Merci pour vos retours, c’est intéressant.
Pour ma part, j’ai beaucoup aimé. C’est même du très bon Warren Ellis, compte-tenu de ce que j’ai pu penser de ses travaux ces dernières années, à quelques bonnes surprises près (« Moon Knight » par exemple).
J’inclus d’ailleurs dans ce bilan fortement mitigé ses romans ; je viens de finir son récent « Gun Machine », et si c’est plutôt sympa c’est pas transcendant non plus, loin s’en faut…
Pour être honnête, la sortie de lui que j’attends le plus ces jours-ci, c’est son « Hellblazer », qui a plus de 15 ans en VO. Un signe.
Mais « Trees », donc. Ben c’est pas mal du tout, et plutôt original.
Un mot déjà sur Jason Howard, dont j’ai dû voir le travail pour Dan Slott sur « Superior Spider-Man », mais qui ne m’a pas marqué. Il fait ici un boulot remarquable, rappelant parfois un Kevin O’Neill « posé », très bon dans les détails naturalistes et pointilleux dans la restitution du feeling « cauchemar urbain ».
Avec ce pitch, je me disais que Warren Ellis allait travailler dans le cadre du sous-genre de la SF du « Big Dumb Object », où l’humanité rentre en contact avec un objet aux dimensions souvent gigantesques et qui dépasse son entendement, la ramenant gentiment à une position plus modeste au sein du cosmos ; Arthur C. Clarke a pu oeuvrer dans ce créneau particulier. Il avait un peu fait ça dans son excellent « Ocean », mais le rendu est ici tout autre, c’est comme une autre façon d’aborder le genre. Et d’une façon plutôt originale pour du Warren Ellis…
Le début, comme à vous, m’a semblé très longuet et avare en dramaturgie, passé une introduction explosive (et qui présente une très bonne idée de disjonction image / voix off, très bien sentie). J’ai même eu peur à ce stade ; la lecture du titre en numéros isolés doit être très pénible, franchement.
Mais en recueil, sans compter que celui-ci est du genre copieux (et pas cher, rappelons-le), c’est une tout autre expérience.

+ + + + + + +

## Travail demandé
Pouvez-vous poursuivre l'avis sur la bande dessinée « Trees » à partir de sa dernière phrase ? Les enregistrements qui suivent proviennent d'une autre source que l'extrait.

## Enregistrements présentés
+ + + + + + +

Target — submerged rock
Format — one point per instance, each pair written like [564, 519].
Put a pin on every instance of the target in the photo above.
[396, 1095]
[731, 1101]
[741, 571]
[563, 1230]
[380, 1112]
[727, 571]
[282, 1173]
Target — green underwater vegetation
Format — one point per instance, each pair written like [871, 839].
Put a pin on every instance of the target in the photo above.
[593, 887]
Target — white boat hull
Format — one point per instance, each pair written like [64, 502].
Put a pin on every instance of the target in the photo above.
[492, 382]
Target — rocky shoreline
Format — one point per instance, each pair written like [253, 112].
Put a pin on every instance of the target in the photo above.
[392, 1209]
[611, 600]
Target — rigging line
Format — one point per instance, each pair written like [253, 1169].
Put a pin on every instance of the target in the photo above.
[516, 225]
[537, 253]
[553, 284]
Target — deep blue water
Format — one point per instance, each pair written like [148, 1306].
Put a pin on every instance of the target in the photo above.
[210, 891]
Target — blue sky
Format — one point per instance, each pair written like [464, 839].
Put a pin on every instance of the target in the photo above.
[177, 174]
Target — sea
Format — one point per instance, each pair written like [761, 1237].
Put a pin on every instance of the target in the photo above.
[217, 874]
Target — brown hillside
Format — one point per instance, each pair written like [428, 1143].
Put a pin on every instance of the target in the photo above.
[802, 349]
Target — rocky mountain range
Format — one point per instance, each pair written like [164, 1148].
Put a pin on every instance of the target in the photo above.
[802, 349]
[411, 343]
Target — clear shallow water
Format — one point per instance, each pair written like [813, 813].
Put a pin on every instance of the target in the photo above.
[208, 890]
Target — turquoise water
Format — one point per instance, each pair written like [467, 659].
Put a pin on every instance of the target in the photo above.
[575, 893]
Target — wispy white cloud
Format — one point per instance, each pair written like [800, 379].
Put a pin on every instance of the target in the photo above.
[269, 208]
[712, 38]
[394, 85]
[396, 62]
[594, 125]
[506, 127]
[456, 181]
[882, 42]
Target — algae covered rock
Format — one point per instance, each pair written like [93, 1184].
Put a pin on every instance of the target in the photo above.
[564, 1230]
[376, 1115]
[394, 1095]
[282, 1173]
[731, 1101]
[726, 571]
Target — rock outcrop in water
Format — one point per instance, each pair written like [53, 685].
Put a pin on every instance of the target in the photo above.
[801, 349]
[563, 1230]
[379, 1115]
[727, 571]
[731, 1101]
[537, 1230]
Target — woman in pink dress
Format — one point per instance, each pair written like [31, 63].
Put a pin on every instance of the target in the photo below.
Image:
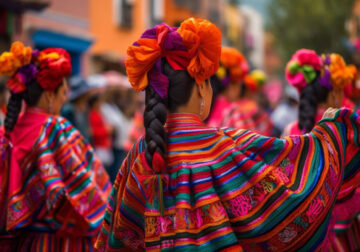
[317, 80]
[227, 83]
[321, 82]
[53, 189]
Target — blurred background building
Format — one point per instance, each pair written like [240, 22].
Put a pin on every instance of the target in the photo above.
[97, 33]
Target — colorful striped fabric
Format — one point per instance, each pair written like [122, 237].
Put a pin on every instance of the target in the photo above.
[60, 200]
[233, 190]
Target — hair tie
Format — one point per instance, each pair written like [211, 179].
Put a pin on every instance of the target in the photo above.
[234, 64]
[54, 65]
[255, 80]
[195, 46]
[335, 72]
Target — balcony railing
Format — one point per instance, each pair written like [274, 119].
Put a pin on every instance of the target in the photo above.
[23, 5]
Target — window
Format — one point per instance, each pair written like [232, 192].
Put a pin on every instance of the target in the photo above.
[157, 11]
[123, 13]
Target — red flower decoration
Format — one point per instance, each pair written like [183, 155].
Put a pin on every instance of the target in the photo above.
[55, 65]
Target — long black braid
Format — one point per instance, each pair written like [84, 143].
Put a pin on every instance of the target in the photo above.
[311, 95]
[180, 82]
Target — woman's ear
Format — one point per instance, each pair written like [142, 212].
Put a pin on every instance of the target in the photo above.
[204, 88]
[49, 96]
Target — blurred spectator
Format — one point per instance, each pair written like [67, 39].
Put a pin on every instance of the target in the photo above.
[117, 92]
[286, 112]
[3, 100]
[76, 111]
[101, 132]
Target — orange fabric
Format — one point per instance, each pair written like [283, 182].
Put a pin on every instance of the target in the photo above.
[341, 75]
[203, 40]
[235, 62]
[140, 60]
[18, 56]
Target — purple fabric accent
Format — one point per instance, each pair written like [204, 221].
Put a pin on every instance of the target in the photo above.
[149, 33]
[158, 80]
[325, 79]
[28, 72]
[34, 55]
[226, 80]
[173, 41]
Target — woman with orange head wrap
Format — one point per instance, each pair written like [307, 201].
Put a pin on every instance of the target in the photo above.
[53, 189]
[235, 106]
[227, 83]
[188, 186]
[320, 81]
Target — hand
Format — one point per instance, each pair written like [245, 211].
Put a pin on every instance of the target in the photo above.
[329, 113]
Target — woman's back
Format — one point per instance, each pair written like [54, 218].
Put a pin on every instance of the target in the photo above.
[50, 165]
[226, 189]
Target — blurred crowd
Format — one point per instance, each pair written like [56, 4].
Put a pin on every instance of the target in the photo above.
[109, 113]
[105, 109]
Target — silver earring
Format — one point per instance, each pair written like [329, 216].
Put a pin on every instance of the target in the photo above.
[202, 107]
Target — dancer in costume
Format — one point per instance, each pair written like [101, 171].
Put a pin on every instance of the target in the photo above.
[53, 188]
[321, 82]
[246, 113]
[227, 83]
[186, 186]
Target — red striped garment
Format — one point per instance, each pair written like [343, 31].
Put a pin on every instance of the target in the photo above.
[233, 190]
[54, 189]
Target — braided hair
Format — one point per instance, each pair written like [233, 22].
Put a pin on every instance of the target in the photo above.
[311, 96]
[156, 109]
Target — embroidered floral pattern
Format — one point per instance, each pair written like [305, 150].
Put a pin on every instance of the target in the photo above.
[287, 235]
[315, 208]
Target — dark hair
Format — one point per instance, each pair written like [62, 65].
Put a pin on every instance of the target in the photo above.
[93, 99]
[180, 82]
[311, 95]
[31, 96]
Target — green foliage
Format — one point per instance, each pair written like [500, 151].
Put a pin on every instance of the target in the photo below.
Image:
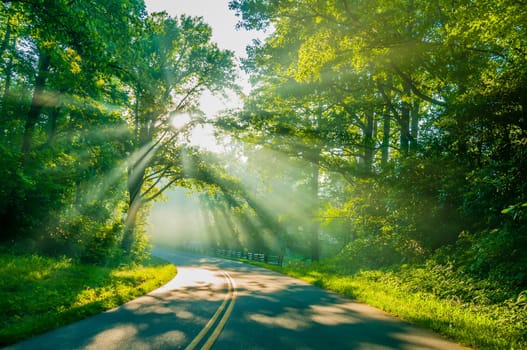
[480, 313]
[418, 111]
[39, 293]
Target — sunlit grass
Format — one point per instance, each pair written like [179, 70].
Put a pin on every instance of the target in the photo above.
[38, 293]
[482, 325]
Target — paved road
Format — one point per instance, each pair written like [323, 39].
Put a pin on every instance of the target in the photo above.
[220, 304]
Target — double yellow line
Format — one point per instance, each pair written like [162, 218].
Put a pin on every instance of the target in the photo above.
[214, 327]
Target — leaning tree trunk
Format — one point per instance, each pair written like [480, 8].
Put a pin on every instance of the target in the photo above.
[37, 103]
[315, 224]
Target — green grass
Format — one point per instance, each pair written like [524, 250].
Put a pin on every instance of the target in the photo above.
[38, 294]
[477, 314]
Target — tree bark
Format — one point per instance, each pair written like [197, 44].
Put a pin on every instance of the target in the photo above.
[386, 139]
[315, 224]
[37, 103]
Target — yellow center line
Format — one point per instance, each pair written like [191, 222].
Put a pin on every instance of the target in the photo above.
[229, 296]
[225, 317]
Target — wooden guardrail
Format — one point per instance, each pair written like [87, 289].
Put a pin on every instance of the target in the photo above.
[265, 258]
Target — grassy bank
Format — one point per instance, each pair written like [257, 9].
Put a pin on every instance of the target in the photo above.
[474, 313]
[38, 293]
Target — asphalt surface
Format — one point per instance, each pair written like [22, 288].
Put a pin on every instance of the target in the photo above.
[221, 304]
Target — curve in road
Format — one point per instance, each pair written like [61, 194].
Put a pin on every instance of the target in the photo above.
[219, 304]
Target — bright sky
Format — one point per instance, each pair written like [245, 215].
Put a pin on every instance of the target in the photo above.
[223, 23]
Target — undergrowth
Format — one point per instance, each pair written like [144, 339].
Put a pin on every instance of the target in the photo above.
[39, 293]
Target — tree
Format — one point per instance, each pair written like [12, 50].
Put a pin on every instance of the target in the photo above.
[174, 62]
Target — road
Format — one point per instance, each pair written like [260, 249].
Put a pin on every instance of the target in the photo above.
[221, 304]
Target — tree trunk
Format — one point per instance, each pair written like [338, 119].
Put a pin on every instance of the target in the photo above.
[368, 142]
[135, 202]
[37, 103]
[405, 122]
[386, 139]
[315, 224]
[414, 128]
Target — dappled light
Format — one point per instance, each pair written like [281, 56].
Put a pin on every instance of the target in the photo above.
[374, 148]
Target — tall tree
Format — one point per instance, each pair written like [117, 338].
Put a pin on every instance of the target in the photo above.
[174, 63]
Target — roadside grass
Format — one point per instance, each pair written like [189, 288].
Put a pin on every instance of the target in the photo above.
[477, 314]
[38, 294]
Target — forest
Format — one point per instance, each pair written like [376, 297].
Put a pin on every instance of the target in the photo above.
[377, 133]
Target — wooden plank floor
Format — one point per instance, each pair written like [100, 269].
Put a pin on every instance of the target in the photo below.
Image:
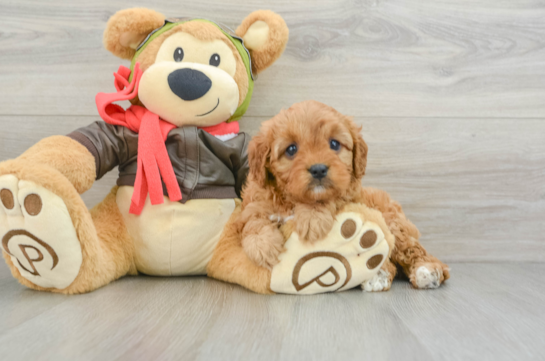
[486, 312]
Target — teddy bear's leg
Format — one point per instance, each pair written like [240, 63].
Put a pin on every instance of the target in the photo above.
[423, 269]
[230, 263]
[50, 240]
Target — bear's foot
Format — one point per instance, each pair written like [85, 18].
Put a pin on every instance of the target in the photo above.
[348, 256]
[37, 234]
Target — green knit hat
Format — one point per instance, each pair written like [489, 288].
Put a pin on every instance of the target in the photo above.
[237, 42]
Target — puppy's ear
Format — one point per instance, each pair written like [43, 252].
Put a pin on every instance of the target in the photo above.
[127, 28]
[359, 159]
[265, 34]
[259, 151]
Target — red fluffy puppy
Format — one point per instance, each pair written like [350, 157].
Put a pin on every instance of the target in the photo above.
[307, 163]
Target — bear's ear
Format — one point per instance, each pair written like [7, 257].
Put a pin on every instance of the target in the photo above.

+ + + + + + +

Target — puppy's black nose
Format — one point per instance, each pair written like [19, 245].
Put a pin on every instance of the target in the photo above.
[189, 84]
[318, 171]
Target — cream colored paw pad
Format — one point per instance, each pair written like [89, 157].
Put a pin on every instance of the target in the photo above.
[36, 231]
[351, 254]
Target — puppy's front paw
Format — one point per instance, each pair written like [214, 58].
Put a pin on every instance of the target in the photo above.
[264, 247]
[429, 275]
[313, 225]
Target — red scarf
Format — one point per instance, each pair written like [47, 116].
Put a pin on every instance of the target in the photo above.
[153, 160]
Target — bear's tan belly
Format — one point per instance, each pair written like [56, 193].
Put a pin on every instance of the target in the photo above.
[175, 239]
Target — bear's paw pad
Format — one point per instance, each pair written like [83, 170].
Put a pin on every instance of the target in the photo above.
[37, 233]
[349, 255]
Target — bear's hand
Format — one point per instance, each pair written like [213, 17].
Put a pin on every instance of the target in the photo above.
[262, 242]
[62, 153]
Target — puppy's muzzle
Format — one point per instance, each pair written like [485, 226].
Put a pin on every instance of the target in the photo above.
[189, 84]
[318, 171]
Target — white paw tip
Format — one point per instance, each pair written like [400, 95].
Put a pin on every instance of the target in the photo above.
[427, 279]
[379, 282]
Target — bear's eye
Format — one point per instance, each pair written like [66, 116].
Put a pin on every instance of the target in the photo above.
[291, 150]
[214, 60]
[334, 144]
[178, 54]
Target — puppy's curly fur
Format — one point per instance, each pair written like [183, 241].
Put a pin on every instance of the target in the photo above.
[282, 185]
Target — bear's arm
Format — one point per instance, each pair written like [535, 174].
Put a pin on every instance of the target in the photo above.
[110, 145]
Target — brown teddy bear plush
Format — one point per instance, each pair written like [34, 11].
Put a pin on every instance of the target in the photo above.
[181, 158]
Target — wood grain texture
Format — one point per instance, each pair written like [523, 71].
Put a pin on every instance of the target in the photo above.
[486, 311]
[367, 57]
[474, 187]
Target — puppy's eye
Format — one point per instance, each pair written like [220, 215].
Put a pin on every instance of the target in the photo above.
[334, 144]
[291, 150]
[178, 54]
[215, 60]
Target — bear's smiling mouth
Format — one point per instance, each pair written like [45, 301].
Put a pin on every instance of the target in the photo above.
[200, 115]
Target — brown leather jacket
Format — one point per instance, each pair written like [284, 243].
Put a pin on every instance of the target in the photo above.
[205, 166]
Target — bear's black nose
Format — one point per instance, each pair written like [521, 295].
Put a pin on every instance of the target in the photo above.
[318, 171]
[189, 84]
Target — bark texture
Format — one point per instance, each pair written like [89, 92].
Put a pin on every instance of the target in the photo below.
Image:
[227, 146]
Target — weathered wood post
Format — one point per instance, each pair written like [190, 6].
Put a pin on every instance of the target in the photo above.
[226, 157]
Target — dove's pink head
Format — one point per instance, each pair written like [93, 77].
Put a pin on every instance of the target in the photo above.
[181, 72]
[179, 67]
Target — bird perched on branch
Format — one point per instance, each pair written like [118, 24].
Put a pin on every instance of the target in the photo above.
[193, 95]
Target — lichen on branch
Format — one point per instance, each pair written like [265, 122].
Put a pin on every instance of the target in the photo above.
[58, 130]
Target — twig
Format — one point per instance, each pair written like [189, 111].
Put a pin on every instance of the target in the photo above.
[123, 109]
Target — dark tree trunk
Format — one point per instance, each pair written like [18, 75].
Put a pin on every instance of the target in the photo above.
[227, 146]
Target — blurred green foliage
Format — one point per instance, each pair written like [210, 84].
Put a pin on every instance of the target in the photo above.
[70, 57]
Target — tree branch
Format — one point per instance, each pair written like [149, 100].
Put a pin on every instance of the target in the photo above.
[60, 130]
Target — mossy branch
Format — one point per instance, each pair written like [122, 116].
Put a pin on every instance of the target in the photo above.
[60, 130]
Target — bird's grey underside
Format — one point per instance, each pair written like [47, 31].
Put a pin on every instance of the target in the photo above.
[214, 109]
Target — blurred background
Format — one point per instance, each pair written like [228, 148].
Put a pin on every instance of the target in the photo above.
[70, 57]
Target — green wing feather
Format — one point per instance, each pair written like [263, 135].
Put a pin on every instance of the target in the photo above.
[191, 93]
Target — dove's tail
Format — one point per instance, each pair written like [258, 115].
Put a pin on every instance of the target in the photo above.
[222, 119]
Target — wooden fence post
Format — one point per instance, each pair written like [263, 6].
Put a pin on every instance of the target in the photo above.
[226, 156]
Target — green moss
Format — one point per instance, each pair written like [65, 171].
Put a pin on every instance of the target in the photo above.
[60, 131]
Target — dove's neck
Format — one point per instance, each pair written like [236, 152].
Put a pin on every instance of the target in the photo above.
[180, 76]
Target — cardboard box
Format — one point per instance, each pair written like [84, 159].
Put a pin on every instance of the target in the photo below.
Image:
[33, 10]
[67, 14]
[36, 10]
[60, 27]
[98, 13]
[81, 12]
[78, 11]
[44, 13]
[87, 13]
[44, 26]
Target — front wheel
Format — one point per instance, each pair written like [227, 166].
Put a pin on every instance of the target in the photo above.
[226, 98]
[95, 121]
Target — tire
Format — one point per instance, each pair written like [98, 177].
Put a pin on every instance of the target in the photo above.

+ + + + + + +

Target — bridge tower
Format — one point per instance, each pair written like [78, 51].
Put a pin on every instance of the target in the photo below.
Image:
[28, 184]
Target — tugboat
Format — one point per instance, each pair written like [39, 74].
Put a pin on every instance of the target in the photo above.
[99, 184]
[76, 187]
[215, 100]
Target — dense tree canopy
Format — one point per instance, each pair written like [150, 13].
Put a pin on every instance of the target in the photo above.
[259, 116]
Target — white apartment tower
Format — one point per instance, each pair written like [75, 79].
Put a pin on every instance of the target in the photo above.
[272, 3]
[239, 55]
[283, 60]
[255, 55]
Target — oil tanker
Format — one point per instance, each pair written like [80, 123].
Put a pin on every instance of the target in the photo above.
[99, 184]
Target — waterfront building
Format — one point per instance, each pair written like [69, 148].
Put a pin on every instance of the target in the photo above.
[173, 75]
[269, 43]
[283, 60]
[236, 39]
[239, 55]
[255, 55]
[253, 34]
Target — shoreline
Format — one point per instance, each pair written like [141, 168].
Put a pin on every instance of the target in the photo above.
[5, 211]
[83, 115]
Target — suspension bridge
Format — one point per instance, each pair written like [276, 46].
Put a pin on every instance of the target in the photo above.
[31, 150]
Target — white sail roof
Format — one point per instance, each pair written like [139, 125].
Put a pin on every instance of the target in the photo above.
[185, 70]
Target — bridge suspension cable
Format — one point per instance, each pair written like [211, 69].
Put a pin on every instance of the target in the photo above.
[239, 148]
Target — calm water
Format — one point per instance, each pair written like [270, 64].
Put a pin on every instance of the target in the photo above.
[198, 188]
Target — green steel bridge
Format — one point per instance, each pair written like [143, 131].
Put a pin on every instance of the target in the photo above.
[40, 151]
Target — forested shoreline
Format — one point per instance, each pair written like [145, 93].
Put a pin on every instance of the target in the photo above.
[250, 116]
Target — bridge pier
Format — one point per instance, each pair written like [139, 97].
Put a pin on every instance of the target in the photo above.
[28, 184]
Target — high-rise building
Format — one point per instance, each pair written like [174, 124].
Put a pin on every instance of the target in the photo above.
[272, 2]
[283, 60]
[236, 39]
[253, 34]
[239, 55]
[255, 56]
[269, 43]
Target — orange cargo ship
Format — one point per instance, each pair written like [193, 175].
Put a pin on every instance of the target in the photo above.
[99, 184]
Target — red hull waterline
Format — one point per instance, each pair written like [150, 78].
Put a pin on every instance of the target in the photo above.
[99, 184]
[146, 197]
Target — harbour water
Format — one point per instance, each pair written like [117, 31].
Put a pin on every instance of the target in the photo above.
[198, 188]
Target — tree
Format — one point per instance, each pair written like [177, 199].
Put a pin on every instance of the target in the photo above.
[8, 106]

+ + + + + + +

## Réponse rédigée
Ellis développe en effet sur la longueur une galerie de persos très attachants, et résout dans cette diversité un des problèmes actuels de son écriture, cette profusion de « John Constantine-like » qui casse un peu sa caractérisation (ça vaut aussi pour les romans d’ailleurs).
Ici Ellis expérimente vraiment, puisant peut-être un peu dans sa propre biographie (ce garçon « bouseux » à la fibre artistique qui débarque ébahi en ville, ça ressemble un peu à ce qu’Ellis raconte de sa propre jeunesse…), et compose différents portraits finalement très subtils, malgré quelques thématiques un peu « massues » (comme la question du transgenre) qui font beaucoup penser aux comics de la fin des années 80 / début des années 90.
Leurs destins n’en sont que plus poignants quand une partie d’entre se noue, à l’occasion de bouleversements narratifs en fin de volume, certes assez brutaux comme le signale Nemo, mais dont le côté brutal se marie assez bien, par contraste, à l’espèce de torpeur qui l’a précédé.
Si on rajoute à l’affaire les talents habituels de Warren Ellis pour les dialogues qui claquent et les concepts un brin barrés, on obtient un joli cocktail. Un coup de chapeau à l’ami Nikolavitch qui trouve le ton juste pour du Ellis en mode un peu plus « feutré » que d’habitude, entre gouaille de « tough guy » et moments plus émouvants.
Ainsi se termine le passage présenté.